[Start of Passage given]

MEMORANDUM **
Francisco Ortega-Ortega (“Ortega”) appeals his conviction and sentence for being a deported alien found in the United States, in violation of 8 U.S.C. § 1326 (Count 1); being a felon in possession of a firearm, in violation of 18 U.S.C. § 922(g)(1) (Count 2); and being an alien in possession of a firearm, in violation of 18 U.S.C. § 922(g)(5)(A) (Count 4). We reverse his convictions for Counts 1 and 4. We also vacate the sentence imposed for his conviction of Count 2 and remand for resentencing.

[End of Passage given]
[Start of Data extract]

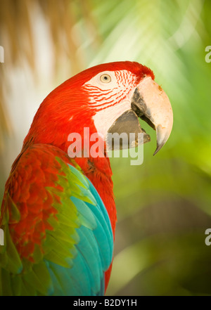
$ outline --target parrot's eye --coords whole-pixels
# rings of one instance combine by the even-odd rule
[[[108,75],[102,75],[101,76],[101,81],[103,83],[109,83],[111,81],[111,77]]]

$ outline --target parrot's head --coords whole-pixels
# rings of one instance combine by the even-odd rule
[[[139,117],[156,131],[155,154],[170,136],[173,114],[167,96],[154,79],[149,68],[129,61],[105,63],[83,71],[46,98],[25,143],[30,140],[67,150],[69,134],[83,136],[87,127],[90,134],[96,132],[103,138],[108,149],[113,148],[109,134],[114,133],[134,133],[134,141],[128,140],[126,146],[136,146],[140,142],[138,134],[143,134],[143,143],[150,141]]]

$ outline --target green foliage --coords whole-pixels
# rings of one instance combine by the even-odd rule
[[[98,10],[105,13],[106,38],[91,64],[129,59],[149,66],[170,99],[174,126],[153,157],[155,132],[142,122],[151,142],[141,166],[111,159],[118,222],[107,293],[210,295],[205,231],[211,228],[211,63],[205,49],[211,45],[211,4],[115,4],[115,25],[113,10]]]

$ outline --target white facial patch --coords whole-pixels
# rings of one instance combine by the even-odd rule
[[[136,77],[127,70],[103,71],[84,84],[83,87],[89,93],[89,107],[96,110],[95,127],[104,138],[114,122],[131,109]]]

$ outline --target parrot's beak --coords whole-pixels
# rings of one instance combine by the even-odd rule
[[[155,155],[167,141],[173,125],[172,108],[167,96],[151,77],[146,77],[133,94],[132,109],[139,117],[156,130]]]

[End of Data extract]

*What this exercise asks*:
1 > Answer these questions from the memorandum.
(a) Which statute did Count 1 charge Ortega with violating?
(b) What offense was charged in Count 2?
(c) What does the court do with the sentence imposed for Count 2?
2 > Tally the lines of the records that contain the string "outline", with case counting, and give only the number.
The records are unrelated to the memorandum.

*The responses*:
1 >
(a) 8 U.S.C. § 1326.
(b) Being a felon in possession of a firearm.
(c) It vacates the sentence and remands for resentencing.

2 > 5